START Recorded information
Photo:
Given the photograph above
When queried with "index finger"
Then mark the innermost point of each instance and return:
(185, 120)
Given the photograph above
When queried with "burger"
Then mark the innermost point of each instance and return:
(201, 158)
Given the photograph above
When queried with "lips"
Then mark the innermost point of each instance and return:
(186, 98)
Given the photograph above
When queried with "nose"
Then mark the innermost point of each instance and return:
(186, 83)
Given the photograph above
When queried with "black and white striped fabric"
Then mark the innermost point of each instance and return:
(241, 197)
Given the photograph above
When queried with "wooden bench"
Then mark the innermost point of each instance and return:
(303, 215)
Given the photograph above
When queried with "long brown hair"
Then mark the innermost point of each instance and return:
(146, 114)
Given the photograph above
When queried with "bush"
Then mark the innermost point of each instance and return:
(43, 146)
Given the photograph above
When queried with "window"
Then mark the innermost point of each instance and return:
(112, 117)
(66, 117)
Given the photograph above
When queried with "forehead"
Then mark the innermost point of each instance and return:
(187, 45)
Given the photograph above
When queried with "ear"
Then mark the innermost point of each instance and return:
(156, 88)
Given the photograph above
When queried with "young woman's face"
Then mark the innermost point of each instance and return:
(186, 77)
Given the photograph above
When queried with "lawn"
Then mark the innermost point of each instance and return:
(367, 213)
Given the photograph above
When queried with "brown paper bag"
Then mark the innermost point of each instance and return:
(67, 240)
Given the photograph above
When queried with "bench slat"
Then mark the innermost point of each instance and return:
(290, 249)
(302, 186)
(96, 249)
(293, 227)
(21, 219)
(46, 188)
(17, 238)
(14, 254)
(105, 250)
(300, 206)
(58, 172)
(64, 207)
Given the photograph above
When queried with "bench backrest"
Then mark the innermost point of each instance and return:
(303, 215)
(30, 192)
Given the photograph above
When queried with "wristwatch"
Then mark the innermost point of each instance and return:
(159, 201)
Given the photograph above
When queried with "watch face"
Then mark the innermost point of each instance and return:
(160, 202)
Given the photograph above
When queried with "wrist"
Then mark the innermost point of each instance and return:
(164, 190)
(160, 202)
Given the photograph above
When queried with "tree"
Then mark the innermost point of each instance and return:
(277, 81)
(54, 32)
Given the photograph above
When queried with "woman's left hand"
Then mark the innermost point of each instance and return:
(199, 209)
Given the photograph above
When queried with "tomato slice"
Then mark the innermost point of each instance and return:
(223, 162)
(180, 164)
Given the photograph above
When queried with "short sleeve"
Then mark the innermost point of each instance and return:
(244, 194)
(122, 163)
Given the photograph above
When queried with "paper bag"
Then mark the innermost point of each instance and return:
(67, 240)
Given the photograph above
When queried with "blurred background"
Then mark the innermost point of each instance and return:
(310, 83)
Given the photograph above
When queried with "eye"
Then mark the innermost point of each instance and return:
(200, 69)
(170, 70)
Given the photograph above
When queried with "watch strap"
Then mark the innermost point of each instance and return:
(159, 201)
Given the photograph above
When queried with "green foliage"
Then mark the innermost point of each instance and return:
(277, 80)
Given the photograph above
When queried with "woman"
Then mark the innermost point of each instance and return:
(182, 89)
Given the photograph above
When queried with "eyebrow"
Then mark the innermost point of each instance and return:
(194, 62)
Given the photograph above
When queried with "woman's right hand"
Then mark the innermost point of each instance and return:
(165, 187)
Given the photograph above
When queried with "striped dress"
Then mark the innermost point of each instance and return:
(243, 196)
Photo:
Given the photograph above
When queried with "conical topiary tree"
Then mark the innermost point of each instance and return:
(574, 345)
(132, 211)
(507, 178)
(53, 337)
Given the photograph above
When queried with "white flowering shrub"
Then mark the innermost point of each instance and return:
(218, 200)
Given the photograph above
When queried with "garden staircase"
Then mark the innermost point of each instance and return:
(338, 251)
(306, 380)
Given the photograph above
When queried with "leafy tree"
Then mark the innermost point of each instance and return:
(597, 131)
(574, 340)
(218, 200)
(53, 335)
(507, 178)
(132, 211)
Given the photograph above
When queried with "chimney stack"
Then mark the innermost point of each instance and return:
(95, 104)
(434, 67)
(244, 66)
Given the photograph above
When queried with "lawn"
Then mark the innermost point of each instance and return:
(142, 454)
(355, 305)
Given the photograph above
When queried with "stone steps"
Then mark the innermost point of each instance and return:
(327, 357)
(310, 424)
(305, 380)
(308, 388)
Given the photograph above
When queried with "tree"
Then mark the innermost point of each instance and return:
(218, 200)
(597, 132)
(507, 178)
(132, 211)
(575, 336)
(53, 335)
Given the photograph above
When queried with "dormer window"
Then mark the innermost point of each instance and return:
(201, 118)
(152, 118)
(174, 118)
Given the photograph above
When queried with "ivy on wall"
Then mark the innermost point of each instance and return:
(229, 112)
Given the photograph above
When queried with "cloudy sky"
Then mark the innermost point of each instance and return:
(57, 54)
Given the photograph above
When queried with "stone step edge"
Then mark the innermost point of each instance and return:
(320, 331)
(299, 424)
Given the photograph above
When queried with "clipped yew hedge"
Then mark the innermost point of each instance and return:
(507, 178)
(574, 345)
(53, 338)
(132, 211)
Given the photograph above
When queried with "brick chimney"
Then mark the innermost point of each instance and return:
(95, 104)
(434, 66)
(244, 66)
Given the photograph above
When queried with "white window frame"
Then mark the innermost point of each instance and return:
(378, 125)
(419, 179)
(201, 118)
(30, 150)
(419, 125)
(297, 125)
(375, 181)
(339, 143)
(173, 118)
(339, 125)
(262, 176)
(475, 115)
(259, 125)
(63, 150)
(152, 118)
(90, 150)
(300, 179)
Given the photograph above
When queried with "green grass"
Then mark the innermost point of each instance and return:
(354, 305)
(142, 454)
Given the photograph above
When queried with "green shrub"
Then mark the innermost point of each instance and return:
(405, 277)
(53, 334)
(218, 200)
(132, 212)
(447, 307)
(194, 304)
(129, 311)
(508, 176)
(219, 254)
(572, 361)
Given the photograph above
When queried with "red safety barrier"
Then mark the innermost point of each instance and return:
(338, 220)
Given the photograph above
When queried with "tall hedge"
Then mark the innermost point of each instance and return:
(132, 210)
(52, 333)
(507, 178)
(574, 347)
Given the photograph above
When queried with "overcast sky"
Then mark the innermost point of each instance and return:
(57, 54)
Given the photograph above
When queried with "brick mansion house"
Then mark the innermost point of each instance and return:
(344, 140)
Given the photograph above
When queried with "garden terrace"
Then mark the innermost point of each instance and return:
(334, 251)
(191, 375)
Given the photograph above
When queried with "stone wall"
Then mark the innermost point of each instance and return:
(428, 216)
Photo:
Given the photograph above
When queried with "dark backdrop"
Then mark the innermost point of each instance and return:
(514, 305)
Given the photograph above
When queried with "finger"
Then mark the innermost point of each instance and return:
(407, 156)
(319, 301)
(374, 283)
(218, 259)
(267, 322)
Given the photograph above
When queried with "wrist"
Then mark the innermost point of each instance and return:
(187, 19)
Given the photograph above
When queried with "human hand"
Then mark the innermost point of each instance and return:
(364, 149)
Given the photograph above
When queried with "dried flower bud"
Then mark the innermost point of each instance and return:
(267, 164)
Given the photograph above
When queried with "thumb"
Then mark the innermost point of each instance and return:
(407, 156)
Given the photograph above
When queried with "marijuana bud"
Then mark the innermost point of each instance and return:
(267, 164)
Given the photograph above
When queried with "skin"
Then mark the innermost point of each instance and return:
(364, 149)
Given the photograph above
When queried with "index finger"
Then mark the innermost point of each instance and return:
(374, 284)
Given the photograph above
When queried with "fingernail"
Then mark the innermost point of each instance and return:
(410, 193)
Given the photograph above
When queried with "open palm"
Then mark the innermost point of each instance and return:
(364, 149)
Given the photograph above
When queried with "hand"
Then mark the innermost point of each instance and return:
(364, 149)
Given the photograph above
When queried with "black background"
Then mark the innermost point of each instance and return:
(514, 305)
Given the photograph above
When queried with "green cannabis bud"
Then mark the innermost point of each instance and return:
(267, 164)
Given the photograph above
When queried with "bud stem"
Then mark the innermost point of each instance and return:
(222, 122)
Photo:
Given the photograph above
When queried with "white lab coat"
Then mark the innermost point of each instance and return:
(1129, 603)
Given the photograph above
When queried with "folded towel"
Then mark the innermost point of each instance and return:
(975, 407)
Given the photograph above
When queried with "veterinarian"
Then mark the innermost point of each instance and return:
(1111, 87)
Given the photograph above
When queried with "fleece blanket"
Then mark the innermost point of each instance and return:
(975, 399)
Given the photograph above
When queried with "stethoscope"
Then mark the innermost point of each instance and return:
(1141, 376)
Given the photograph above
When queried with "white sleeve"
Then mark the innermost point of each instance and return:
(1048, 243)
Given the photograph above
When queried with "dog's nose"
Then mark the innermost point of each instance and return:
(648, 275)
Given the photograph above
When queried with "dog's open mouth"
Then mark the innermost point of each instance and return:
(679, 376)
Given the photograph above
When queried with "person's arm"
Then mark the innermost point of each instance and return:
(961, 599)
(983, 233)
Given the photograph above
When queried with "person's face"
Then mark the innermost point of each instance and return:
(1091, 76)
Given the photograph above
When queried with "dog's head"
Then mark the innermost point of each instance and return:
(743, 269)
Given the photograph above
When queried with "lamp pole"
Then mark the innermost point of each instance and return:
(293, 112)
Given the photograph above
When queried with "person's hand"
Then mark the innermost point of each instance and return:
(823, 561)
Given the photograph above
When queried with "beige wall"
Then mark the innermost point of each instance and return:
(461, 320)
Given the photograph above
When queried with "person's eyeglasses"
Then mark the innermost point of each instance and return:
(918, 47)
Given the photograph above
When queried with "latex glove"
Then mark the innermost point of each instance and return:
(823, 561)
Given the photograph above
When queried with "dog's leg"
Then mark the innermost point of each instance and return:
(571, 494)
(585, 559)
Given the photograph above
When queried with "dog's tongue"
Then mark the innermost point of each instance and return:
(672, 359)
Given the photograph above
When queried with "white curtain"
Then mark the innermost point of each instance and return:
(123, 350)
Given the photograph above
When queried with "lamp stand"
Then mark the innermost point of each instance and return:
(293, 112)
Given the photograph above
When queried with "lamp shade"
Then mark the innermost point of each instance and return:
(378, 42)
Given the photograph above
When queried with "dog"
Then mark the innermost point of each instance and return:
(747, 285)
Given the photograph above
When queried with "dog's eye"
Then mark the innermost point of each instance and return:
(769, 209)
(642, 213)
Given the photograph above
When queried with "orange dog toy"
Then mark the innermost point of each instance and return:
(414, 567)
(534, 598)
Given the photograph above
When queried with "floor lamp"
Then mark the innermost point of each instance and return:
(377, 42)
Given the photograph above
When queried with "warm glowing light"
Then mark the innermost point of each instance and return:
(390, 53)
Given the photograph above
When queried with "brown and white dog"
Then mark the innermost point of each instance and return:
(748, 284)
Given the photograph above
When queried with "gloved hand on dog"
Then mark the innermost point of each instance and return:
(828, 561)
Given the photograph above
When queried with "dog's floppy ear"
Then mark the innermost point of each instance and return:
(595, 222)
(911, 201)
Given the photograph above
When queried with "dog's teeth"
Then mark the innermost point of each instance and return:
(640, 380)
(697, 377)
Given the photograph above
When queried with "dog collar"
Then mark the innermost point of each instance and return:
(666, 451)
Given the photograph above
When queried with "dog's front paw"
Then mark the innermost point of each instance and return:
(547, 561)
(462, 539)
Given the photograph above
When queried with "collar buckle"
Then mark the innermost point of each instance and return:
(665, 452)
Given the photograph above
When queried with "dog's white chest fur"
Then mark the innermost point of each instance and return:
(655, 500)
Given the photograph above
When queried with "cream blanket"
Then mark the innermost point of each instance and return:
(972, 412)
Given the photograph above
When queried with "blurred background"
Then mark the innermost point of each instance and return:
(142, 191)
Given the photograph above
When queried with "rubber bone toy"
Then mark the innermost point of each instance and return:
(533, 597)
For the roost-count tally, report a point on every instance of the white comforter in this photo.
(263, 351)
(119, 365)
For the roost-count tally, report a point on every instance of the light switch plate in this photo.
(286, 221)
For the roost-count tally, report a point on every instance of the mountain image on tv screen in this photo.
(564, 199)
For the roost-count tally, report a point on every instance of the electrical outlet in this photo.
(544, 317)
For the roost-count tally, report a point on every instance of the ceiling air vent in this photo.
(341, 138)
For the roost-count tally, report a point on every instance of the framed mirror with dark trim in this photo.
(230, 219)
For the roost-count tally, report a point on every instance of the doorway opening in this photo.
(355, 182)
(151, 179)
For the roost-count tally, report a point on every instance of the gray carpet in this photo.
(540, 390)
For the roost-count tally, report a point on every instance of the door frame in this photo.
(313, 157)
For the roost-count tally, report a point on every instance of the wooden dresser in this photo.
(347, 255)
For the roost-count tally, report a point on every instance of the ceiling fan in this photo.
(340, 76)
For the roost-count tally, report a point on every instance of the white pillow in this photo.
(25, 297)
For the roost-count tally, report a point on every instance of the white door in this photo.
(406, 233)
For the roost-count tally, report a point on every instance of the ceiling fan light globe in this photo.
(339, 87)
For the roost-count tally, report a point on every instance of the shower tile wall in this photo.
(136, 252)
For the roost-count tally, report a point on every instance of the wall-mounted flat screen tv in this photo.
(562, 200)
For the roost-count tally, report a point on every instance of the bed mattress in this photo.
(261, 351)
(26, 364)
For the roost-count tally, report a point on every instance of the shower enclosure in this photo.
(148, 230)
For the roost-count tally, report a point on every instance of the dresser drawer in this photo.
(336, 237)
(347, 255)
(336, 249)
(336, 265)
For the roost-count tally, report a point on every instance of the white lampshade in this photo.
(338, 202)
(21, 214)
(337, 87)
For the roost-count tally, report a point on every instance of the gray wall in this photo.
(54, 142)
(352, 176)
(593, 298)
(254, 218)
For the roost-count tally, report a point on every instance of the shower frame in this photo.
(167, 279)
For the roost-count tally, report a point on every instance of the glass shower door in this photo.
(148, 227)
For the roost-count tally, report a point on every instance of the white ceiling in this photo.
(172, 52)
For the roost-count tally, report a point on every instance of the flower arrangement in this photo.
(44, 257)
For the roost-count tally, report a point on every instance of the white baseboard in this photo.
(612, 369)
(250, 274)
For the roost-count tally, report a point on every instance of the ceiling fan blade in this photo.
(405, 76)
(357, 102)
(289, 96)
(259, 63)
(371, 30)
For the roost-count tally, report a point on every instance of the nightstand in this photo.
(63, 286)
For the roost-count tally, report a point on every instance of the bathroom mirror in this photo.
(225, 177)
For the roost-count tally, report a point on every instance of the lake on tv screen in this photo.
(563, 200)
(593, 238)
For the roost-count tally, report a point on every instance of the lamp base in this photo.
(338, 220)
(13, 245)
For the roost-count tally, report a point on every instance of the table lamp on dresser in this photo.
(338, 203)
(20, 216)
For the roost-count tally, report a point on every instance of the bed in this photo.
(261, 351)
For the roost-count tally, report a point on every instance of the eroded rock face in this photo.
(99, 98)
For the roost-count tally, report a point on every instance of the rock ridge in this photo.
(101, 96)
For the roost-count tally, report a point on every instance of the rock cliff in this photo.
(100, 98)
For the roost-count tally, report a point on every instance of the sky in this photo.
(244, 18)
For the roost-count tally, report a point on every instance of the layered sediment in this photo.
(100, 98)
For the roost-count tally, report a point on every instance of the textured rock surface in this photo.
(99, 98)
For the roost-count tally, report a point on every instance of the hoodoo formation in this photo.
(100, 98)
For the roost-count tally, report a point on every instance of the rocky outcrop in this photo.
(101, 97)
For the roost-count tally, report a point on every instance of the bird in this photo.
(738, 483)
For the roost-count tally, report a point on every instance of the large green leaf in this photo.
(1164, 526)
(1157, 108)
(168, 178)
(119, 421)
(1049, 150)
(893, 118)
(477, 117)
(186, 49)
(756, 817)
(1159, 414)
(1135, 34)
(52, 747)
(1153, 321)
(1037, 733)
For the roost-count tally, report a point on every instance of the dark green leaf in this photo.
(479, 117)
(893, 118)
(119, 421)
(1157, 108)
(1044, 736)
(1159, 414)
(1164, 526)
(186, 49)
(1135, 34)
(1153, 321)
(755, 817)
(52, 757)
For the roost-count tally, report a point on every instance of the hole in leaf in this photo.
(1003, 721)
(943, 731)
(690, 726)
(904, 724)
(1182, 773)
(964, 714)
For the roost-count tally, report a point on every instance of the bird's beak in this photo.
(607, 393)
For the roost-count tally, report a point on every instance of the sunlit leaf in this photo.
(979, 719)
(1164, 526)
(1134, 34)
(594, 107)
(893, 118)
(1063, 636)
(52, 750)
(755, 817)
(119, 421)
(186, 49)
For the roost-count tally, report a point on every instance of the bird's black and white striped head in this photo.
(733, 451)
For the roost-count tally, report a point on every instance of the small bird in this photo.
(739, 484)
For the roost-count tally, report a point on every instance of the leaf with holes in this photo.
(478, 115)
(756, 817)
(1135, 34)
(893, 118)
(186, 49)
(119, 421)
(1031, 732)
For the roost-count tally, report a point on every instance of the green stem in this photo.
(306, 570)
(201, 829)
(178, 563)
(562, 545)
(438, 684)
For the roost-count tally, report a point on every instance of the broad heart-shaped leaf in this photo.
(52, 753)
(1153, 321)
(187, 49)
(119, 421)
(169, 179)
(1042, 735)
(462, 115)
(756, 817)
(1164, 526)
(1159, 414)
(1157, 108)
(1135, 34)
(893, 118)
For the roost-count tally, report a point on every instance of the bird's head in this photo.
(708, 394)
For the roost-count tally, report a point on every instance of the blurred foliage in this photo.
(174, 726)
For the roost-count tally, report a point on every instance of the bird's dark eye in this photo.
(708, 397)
END Recorded information
▶ **Your task**:
In the entries above, how many lines include the word "nose"? Give only that number.

▶ **The answer**:
2